◆ Texte de lecture ◆
★ ★ ★

B. UN FINANCEMENT INSUFFISANT DE L'INVESTISSEMENT IMMATÉRIEL DES ENTREPRISES, NOTAMMENT DANS L'INNOVATION ET LE NUMÉRIQUE

La réticence au risque et la préférence pour des investissements à proche horizon de rentabilité ont aussi été cités comme obstacles au financement bancaire de l'innovation et de l'immatériel.

De récents travaux confirment la plus faible contribution du crédit bancaire au financement de l'investissement des entreprises dans les actifs immatériels, notamment les activités de recherche et développement (visant le dépôt de brevets) ou les actifs numériques.

D'après la Banque de France, au cours des trente dernières années, le crédit bancaire a financé en moyenne 41 % de l'investissement corporel (notamment l'investissement immobilier), contre seulement 20 % de l'investissement incorporel des entreprises.74(*) Les mêmes résultats ressortaient déjà d'une étude conduite par Bpifrance en 2017 auprès de TPE : seule une entreprise sur cinq indiquait avoir recouru à la dette bancaire pour financer ses investissements immatériels, contre une sur trois pour les investissements immobiliers. Les demandes de crédit non abouties pour un investissement immatériel sont aussi deux fois plus nombreuses que pour les investissements mobiliers.75(*)

Source : Délégation aux Entreprises, données Banque de France (billet n° 303).

★ ★ ★

◆ Matériel fourni ◆
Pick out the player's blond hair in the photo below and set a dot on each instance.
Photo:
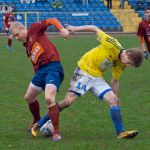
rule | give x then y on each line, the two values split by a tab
136	56
16	25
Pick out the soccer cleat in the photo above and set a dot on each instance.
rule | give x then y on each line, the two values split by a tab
56	137
30	126
35	129
128	134
9	48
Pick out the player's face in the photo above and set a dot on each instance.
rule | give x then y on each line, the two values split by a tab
9	9
125	59
147	15
19	35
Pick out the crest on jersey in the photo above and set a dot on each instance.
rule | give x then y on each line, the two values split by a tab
106	64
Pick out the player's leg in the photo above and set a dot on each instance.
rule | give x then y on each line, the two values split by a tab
115	111
67	101
53	111
33	103
116	116
39	124
102	90
9	42
54	79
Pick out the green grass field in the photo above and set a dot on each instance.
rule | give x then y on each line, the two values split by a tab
86	125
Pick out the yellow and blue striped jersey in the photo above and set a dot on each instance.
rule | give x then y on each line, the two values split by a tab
104	56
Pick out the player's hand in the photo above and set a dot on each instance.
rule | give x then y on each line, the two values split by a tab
64	33
70	28
146	54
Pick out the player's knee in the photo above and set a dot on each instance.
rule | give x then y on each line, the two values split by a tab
50	101
114	101
27	98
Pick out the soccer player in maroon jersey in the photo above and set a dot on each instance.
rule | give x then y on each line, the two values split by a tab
144	33
46	62
7	20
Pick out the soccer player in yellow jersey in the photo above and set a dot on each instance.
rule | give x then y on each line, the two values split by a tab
88	75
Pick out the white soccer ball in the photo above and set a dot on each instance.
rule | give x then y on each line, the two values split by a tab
47	129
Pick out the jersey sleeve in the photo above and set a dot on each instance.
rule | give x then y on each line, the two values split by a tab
5	20
140	31
108	41
117	71
39	27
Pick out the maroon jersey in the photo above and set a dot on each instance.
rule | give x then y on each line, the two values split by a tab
38	47
144	31
8	19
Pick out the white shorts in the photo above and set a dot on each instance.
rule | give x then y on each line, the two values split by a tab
83	82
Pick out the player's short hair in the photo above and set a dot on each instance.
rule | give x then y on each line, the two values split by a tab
147	8
136	56
16	25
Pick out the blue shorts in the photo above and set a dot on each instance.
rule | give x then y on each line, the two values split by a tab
51	73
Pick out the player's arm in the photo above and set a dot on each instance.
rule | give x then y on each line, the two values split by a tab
142	44
4	23
115	85
53	21
90	28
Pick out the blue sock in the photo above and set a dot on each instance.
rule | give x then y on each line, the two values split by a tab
43	120
116	117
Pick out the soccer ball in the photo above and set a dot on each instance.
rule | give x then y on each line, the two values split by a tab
47	129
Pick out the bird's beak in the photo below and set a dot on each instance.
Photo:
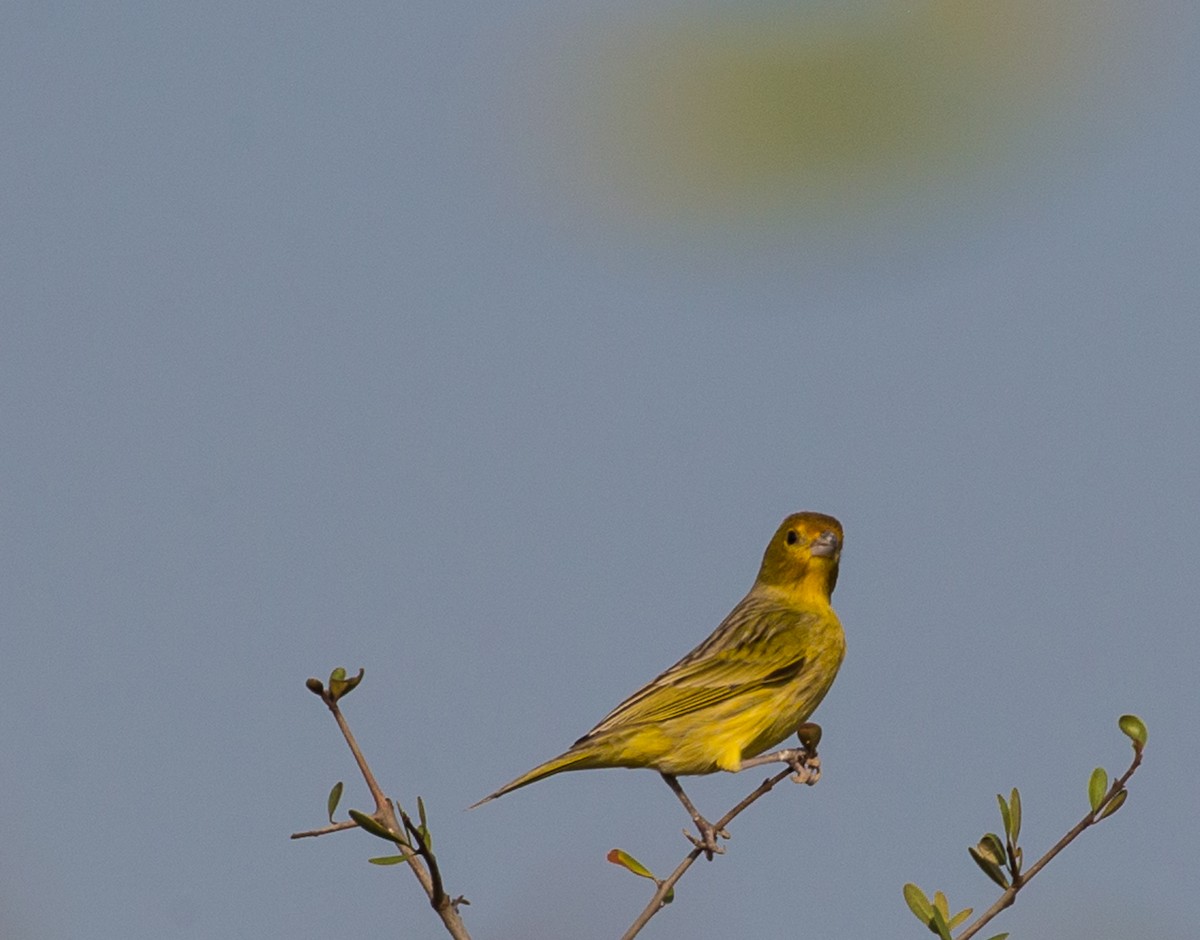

★ ★ ★

◆ Volets de l'exercice ◆
1) Citez le texte sur le financement de l'immatériel en commençant à « B. UN FINANCEMENT » et en terminant à « les actifs numériques. ».
2) Prolongez le texte sur le financement de l'immatériel à partir de sa dernière phrase.
Ce matériel provient d'une source distincte.

◆ Liste des réponses ◆
1)
B. UN FINANCEMENT INSUFFISANT DE L'INVESTISSEMENT IMMATÉRIEL DES ENTREPRISES, NOTAMMENT DANS L'INNOVATION ET LE NUMÉRIQUE

La réticence au risque et la préférence pour des investissements à proche horizon de rentabilité ont aussi été cités comme obstacles au financement bancaire de l'innovation et de l'immatériel.

De récents travaux confirment la plus faible contribution du crédit bancaire au financement de l'investissement des entreprises dans les actifs immatériels, notamment les activités de recherche et développement (visant le dépôt de brevets) ou les actifs numériques.

2)
Or, ces actifs incorporels jouent un rôle majeur à la fois pour l'innovation et pour le développement des entreprises.

C'est la raison pour laquelle Bpifrance indique faire porter un effort particulier sur le financement des investissements immatériels, notamment au travers de prêts sans garantie. Une étude conduite en 2019 pour évaluer l'impact économique de ce dispositif conclut que « les prêts sans garantie ciblent des dépenses que les entreprises sont souvent contraintes d'autofinancer en raison de leur faible valeur de gage ». Il a permis de financer des dépenses pour lesquelles « près de 70 % des bénéficiaires ne disposaient pas des liquidités nécessaires pour simultanément autofinancer ces dépenses et faire face à leurs dettes de court terme ». Selon les estimations de Bpifrance, l'effet de levier de la garantie serait compris entre 6 et 9 euros pour l'investissement des TPE-PME.76(*) 17 % des entreprises investissant dans les actifs incorporels ont bénéficié d'une garantie de Bpifrance, contre 8 % de celles investissant dans des actifs immobiliers ou mobiliers ; et l'investissement dans l'immatériel s'appuie plus souvent sur des aides à l'innovation ou des prêts sans garantie.

1. L'innovation est le plus souvent portée par les fonds propres des entreprises

L'innovation est le plus souvent financée, au sein des entreprises, par d'autres sources que le financement bancaire, en particulier via l'augmentation des fonds propres soutenue par le capital-investissement (y compris par les filiales de capital-investissement des principales banques françaises). Le financement de l'innovation, notamment des jeunes entreprises innovantes récemment créées ou en fort développement se joue donc principalement en dehors du secteur bancaire. Mais ces autres sources de financement sont peu accessibles aux PME : c'est là un angle mort du modèle de financement majoritairement bancaire.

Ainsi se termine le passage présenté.